* QUOTED TEXT:

There is a famous line from Jim Barker, co-founder of Netscape, who on his way out from an investor meeting, said that there’s only two ways to make money – bundling and unbundling.

As Netscape made its way into computers around the world, the music industry went through a really tough decade. The piracy that was driven by web browsers, Napster and the ensuing MP3 revolution sent the industry into a whirlwind. For a decade the industry was going through a crisis that led to major changes in distribution and business models.

When we talk about digitalization of any industry, largely what we mean is that structures that previously enabled bundling of products, and gatekeeping of consumers, now have become disarmed. Which means that new actors founded with a digital business model effectively break up bundles and soft monopolies, cut of middlemen and blur value chains.

Essentially, the music industry went through a phase of unbundling its parts. The vinyl album and the CD was the ultimate bundle, and it was hugely successful. The content were scarce by definition and record companies were little more than a physical distribution chain.

* TASK DETAILS:
In the passage on the music industry, what does the passage call the ultimate bundle? The records have nothing to do with the passage on the music industry.

* ENTRIES SHOWN:

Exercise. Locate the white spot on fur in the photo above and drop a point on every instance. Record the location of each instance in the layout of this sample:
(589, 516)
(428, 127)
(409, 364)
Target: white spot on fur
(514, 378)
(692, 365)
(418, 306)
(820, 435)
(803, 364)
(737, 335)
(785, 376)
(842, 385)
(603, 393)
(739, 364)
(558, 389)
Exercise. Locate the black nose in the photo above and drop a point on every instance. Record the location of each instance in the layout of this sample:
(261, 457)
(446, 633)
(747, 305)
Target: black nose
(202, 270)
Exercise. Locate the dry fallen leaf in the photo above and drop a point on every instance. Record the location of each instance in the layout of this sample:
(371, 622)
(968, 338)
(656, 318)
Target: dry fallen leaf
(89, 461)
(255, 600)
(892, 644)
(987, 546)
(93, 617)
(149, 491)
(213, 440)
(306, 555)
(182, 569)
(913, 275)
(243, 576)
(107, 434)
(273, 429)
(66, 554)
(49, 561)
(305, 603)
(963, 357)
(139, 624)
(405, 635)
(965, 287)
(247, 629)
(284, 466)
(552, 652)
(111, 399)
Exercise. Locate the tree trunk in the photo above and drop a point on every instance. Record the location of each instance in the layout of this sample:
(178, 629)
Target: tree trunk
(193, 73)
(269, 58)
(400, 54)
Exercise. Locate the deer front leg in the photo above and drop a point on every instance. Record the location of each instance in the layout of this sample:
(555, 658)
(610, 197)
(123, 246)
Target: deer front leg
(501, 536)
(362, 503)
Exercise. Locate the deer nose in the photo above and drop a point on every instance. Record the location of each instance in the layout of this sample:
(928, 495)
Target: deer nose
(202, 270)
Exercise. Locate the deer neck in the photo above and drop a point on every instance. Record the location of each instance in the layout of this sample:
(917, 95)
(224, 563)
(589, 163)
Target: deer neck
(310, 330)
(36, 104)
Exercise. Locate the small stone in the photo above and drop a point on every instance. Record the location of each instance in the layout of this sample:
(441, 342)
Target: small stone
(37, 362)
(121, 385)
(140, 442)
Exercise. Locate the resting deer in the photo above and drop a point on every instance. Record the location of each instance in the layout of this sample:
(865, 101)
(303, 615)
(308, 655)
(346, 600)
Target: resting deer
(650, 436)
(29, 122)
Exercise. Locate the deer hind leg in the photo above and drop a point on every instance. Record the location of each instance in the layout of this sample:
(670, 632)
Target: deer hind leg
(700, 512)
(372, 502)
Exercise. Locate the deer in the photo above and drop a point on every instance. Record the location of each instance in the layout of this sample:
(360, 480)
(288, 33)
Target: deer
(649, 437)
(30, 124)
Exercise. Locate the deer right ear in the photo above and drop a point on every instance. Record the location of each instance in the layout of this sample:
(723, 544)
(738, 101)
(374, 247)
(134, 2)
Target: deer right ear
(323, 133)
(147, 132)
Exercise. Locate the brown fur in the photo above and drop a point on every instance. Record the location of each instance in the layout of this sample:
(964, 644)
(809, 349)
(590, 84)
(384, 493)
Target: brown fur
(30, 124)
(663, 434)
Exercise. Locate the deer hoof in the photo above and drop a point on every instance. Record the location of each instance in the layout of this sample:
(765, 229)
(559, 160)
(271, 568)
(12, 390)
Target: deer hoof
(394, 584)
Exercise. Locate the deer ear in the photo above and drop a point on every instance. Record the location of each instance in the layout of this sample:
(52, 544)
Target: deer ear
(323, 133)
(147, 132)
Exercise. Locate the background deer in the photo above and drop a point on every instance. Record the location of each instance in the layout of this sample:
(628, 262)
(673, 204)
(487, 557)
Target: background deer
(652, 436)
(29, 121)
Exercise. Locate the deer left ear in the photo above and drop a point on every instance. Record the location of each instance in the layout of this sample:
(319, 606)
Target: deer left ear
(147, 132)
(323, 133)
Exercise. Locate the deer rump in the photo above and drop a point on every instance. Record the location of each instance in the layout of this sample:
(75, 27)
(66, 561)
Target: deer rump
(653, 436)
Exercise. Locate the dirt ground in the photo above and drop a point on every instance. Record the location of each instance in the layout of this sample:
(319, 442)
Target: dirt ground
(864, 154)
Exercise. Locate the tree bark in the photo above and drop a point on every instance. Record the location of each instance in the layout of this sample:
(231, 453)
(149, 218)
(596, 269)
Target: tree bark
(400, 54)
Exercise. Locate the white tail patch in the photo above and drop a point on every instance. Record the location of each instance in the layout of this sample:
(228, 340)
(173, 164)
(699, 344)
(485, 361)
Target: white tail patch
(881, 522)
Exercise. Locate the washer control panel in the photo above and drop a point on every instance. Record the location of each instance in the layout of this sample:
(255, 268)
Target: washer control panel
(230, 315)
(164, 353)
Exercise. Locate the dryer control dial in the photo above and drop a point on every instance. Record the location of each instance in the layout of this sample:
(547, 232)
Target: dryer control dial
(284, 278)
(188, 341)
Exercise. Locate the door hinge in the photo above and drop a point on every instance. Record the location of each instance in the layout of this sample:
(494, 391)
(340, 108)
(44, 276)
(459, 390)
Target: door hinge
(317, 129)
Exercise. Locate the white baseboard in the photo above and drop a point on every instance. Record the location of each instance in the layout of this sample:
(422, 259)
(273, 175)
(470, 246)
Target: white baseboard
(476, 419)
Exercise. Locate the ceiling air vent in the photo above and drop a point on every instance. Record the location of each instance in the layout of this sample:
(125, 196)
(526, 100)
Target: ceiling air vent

* THE RESULT:
The vinyl album and the CD.